'''

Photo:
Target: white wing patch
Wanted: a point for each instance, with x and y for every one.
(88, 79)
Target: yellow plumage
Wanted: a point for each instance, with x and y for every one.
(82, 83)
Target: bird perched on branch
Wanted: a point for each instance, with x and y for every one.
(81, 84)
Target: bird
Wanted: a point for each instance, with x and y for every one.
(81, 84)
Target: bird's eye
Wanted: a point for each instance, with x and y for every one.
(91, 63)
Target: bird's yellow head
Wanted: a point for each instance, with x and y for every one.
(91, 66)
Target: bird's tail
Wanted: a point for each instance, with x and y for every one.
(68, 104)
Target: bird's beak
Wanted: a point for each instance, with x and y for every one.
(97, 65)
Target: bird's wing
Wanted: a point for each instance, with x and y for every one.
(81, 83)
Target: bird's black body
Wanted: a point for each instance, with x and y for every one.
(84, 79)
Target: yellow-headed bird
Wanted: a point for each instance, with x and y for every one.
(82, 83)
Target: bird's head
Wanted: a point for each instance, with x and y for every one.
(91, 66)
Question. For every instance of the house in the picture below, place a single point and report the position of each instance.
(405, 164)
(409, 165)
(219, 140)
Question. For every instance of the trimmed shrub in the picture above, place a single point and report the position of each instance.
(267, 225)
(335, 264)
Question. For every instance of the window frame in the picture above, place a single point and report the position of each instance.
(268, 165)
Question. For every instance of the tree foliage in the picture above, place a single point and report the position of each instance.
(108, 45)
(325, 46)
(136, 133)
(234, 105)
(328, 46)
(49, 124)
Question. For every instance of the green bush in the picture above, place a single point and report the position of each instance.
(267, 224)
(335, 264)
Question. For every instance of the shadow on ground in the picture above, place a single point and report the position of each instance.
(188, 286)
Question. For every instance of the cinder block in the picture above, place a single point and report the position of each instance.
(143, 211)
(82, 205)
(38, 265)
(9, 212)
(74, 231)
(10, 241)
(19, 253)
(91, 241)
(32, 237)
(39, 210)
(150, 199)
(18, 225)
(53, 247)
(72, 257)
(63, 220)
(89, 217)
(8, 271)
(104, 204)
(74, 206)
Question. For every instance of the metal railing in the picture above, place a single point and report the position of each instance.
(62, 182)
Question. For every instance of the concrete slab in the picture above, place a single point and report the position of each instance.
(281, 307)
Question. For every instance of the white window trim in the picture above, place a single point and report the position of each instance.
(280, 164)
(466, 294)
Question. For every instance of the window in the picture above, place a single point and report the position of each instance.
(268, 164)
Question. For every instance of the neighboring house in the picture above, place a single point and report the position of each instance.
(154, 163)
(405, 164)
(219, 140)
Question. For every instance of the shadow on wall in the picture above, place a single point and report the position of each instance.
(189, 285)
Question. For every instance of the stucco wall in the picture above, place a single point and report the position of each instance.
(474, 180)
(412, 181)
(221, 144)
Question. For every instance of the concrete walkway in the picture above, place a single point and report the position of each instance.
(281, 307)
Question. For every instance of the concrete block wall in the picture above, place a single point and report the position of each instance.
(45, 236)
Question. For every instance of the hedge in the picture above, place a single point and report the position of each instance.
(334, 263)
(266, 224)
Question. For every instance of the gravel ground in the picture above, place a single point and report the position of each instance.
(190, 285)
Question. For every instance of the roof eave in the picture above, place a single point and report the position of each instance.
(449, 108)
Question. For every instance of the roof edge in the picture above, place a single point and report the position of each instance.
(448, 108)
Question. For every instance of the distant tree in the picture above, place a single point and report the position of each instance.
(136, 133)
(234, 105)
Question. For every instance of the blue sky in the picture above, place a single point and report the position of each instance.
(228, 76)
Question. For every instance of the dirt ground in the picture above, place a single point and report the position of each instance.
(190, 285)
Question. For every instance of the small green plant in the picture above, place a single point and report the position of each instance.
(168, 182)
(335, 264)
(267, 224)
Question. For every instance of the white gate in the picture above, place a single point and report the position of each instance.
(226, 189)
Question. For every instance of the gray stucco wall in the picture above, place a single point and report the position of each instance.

'''

EXERCISE PROMPT => Retype the material in full. Each word must match.

OUTPUT FOR THIS TASK =>
Photo:
Target: white wing patch
Wanted: a point for each instance, with x and y for every one.
(88, 79)
Target: yellow plumage
Wanted: a point for each instance, with x and y for every one.
(82, 83)
Target: bird perched on branch
Wanted: a point for each instance, with x and y for every one.
(81, 84)
Target: bird
Wanted: a point for each instance, with x and y for every one.
(81, 84)
Target: bird's eye
Wanted: a point for each instance, with x and y for every one.
(91, 63)
Target: bird's yellow head
Wanted: a point for each instance, with x and y for every one.
(91, 66)
Target: bird's tail
Wanted: a point for each instance, with x and y for every one.
(68, 104)
Target: bird's beak
Wanted: a point for each instance, with x and y for every one.
(97, 65)
Target: bird's wing
Wanted: a point for each instance, with x and y for every one.
(81, 83)
Target: bird's black body
Wanted: a point for each instance, with x and y for every one.
(84, 79)
Target: yellow-headed bird
Wanted: a point for each instance, with x and y for every one.
(82, 83)
Target: bird's head
Wanted: a point for each instance, with x and y for every one.
(91, 66)
Question. For every instance of the house in the picture below, place a single point and report the position of each instance.
(405, 164)
(409, 165)
(219, 140)
Question. For every instance of the trimmed shrub in the picture above, place a single point and report the position of each instance.
(267, 225)
(335, 264)
Question. For every instance of the window frame in the picture above, place a single point and report the position of each instance.
(268, 165)
Question. For every instance of the tree foliage in the picture above, place a single point and report the position of each instance.
(108, 45)
(325, 46)
(136, 133)
(234, 105)
(328, 46)
(49, 124)
Question. For every instance of the green bush in the picture above, place a single point and report the position of each instance.
(267, 224)
(335, 264)
Question. For every instance of the shadow on ground in the picture above, place a single point and report the position of each instance.
(188, 286)
Question. For every instance of the cinder block in the picture above, place a single point and report the position of each instance.
(143, 211)
(82, 205)
(38, 265)
(9, 212)
(74, 231)
(10, 241)
(19, 253)
(91, 241)
(32, 237)
(39, 210)
(150, 199)
(18, 225)
(53, 247)
(72, 257)
(63, 220)
(89, 217)
(8, 271)
(104, 204)
(74, 206)
Question. For every instance of the metal railing in the picture above, place a single point and report the position of each instance.
(62, 182)
Question. For every instance of the concrete slab in the picture above, place a single point and report the position of each instance.
(281, 307)
Question. For every instance of the white window trim in the picture above, place a single point and report the position of each instance.
(280, 164)
(466, 294)
Question. For every instance of the window in the picture above, place a single point and report the position of each instance.
(268, 164)
Question. For every instance of the neighboring house in the picture above, place a single point and report the position of each instance.
(154, 163)
(405, 164)
(219, 140)
Question. For every instance of the shadow on wall in the picture above, place a single point and report the position of each instance.
(189, 285)
Question. For every instance of the stucco wall in the picture above, place a single point and report the position of each instance.
(474, 180)
(412, 181)
(221, 144)
Question. For every instance of the concrete walkway in the picture above, place a single point and report the position of each instance.
(281, 307)
Question. For every instance of the concrete block wall in the picture above, place a single point and report the position of each instance.
(45, 236)
Question. For every instance of the hedge in the picture above, place a single point and report the position of each instance.
(334, 263)
(266, 224)
Question. For every instance of the gravel ground in the picture above, place a single point and report the position of each instance.
(190, 285)
Question. For every instance of the roof eave in the picture above, place a single point and report the position of each instance.
(449, 108)
Question. For every instance of the roof edge in the picture above, place a single point and report the position of each instance.
(448, 108)
Question. For every instance of the distant tree in the picture above, place a single point and report the position of each instance.
(136, 133)
(234, 105)
Question. For every instance of the blue sky in the picture above, place a single point and report the position of each instance.
(228, 76)
Question. For every instance of the dirt ground in the picture above, place a single point and report the position of each instance.
(190, 285)
Question. For every instance of the small green plant in the picture above, place a single point and report the position of each instance.
(168, 182)
(335, 264)
(267, 224)
Question. For every instance of the white gate in the picture above, place a single point and report the position of each instance.
(226, 189)
Question. For every instance of the gray stucco wall in the picture above, place a single point and report the position of each instance.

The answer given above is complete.